A block of data:
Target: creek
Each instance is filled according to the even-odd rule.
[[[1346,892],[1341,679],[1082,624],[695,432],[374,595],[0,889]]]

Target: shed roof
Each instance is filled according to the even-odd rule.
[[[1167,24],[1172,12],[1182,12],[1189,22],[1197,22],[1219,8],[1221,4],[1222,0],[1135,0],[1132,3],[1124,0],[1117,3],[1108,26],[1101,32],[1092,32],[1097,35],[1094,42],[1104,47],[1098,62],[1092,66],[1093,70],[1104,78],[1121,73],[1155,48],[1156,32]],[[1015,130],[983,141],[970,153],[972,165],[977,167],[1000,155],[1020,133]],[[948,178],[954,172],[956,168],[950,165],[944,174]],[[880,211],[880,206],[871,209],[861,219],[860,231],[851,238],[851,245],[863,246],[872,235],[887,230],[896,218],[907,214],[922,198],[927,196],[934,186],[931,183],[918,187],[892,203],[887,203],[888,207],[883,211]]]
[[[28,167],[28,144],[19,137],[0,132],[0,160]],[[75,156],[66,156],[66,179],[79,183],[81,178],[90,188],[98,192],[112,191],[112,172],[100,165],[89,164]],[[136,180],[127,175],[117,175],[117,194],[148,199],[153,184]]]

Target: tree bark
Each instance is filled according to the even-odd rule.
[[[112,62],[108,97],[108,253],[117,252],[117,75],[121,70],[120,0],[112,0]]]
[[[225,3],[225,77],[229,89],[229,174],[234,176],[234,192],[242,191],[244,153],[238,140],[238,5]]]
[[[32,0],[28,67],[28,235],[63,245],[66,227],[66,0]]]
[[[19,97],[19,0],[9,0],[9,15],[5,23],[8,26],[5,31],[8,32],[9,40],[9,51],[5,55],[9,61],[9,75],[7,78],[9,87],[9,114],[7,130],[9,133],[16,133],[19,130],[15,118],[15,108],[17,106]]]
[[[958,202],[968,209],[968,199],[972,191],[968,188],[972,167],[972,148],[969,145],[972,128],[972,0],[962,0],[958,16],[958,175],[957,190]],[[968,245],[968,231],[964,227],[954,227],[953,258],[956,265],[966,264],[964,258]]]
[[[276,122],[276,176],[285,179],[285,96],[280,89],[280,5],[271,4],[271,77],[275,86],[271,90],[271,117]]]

YOUR OBJECTIVE: Rewrite the listing above, substituting "nonzero" for every occurrence of "even-odd" and leaving everything else unchanged.

RESULT BELOW:
Target: creek
Each instance is filled according to the nonzero rule.
[[[1346,892],[1341,679],[1082,624],[695,432],[374,595],[0,889]]]

Target: shed roof
Each instance is filled according to the nonzero rule.
[[[1167,24],[1172,12],[1182,12],[1189,22],[1197,22],[1219,8],[1221,4],[1222,0],[1135,0],[1132,3],[1124,0],[1117,3],[1108,26],[1101,32],[1092,32],[1097,35],[1094,42],[1104,47],[1098,62],[1092,66],[1093,70],[1104,78],[1121,73],[1155,48],[1156,32]],[[1015,130],[983,141],[970,153],[972,165],[977,167],[1000,155],[1020,133]],[[948,178],[954,172],[956,168],[950,165],[944,174]],[[880,211],[880,206],[871,209],[861,219],[860,231],[851,238],[851,245],[863,246],[872,235],[887,230],[896,218],[907,214],[922,198],[927,196],[934,186],[931,183],[918,187],[892,203],[887,203],[888,207],[883,211]]]
[[[28,167],[28,144],[19,137],[0,132],[0,160]],[[75,156],[66,156],[66,179],[79,183],[81,178],[90,188],[98,192],[112,191],[112,172],[100,165],[89,164]],[[136,180],[127,175],[117,175],[117,194],[148,199],[153,184]]]

Target: tree bark
Each instance is filled according to the nonzero rule.
[[[112,62],[108,97],[108,253],[117,252],[117,75],[121,70],[120,0],[112,0]]]
[[[225,3],[225,77],[229,89],[229,174],[234,176],[234,192],[242,191],[244,153],[238,140],[238,5]]]
[[[32,0],[28,67],[28,235],[63,245],[66,227],[66,0]]]
[[[19,97],[19,0],[9,0],[9,15],[5,23],[8,26],[5,31],[8,32],[9,40],[9,51],[5,55],[9,61],[9,75],[7,78],[9,87],[9,114],[7,130],[9,133],[16,133],[19,130],[15,118],[15,108],[17,106]]]
[[[958,202],[968,209],[968,199],[972,191],[968,188],[972,167],[972,148],[969,145],[972,128],[972,0],[962,0],[958,16],[958,175],[957,190]],[[968,245],[968,231],[964,227],[954,227],[953,258],[956,265],[966,264],[964,258]]]
[[[276,122],[276,176],[285,179],[285,96],[280,89],[280,5],[271,4],[271,77],[275,86],[271,90],[271,117]]]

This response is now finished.